Yukarıdaki metin Şahin'in (2010) doktora tezinden aynen alınmıştır.
Şahin, Ç. (2010). İlköğretim 8. Sınıf “Kuvvet Ve Hareket” Ünitesinde “Zenginleştirilmiş 5e Öğretim Modeli”ne Göre Rehber Materyaller Tasarlanması, Uygulanması Ve Değerlendirilmesi, Doktora Tezi, Karadeniz Teknik Üniversitesi, Fen Bilimleri Enstitüsü, Trabzon. 

Kavram Karikatürü (KK)
--- --- ---
■ Yazılı alıştırma 1
Aşağıdaki veri kümesi satırlarından "like [(604, 140)]." ifadesinin geçtiği satırdan başlayıp "[(165, 199)]" ifadesinin geçtiği satıra kadar uzananları, iki uçtaki satırlar da dahil, hiç değiştirmeden alıntılayın.
Kaynak metin ile veri kümesi satırları birbirinden bağımsızdır.

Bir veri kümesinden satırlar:
--- --- ---
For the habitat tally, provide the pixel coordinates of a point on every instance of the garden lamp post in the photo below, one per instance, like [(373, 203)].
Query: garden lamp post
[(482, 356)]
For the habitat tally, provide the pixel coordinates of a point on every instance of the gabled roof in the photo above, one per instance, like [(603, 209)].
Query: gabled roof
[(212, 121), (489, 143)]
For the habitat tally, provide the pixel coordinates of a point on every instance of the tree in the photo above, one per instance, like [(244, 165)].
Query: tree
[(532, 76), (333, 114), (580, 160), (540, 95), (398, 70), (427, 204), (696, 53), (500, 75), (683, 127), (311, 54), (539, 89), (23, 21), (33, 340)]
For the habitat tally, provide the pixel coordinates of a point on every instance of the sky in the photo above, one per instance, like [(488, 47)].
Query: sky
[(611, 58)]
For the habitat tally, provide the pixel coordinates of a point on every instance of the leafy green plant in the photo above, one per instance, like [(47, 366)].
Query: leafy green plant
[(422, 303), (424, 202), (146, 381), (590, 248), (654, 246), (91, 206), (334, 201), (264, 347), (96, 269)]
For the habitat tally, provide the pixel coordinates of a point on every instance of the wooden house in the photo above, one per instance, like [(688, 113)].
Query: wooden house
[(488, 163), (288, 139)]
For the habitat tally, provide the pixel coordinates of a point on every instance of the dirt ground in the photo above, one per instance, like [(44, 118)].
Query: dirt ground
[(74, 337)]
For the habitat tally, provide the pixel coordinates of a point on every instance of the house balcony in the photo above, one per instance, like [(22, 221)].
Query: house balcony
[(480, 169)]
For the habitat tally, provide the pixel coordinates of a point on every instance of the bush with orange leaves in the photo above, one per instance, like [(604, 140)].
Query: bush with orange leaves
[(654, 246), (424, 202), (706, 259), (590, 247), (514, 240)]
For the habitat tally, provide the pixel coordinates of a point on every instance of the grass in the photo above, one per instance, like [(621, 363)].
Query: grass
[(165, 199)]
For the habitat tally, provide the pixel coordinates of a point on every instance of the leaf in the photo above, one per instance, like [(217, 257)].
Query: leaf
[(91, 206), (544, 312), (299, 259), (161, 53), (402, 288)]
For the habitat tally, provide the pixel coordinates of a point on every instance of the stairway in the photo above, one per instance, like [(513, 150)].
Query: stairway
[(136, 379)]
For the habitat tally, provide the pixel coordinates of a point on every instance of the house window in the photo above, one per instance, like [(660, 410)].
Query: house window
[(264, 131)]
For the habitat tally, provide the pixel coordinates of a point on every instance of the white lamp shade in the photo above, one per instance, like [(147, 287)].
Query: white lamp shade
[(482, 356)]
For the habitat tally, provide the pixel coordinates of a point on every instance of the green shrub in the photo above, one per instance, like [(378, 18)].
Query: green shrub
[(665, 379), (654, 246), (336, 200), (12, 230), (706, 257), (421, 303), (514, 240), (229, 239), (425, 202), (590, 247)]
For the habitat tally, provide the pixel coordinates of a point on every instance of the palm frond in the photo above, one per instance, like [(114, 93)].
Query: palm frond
--- --- ---
■ Yazılı alıştırma 2
Kaynak metnin "Yukarıdaki metin Şahin'in" sözleriyle başlayıp "Kavram Karikatürü (KK)" sözlerine kadar süren bölümünü harfi harfine yazın.

■ Yazılı çözüm 1
For the habitat tally, provide the pixel coordinates of a point on every instance of the bush with orange leaves in the photo above, one per instance, like [(604, 140)].
Query: bush with orange leaves
[(654, 246), (424, 202), (706, 259), (590, 247), (514, 240)]
For the habitat tally, provide the pixel coordinates of a point on every instance of the grass in the photo above, one per instance, like [(621, 363)].
Query: grass
[(165, 199)]

■ Yazılı çözüm 2
Yukarıdaki metin Şahin'in (2010) doktora tezinden aynen alınmıştır.
Şahin, Ç. (2010). İlköğretim 8. Sınıf “Kuvvet Ve Hareket” Ünitesinde “Zenginleştirilmiş 5e Öğretim Modeli”ne Göre Rehber Materyaller Tasarlanması, Uygulanması Ve Değerlendirilmesi, Doktora Tezi, Karadeniz Teknik Üniversitesi, Fen Bilimleri Enstitüsü, Trabzon. 

Kavram Karikatürü (KK)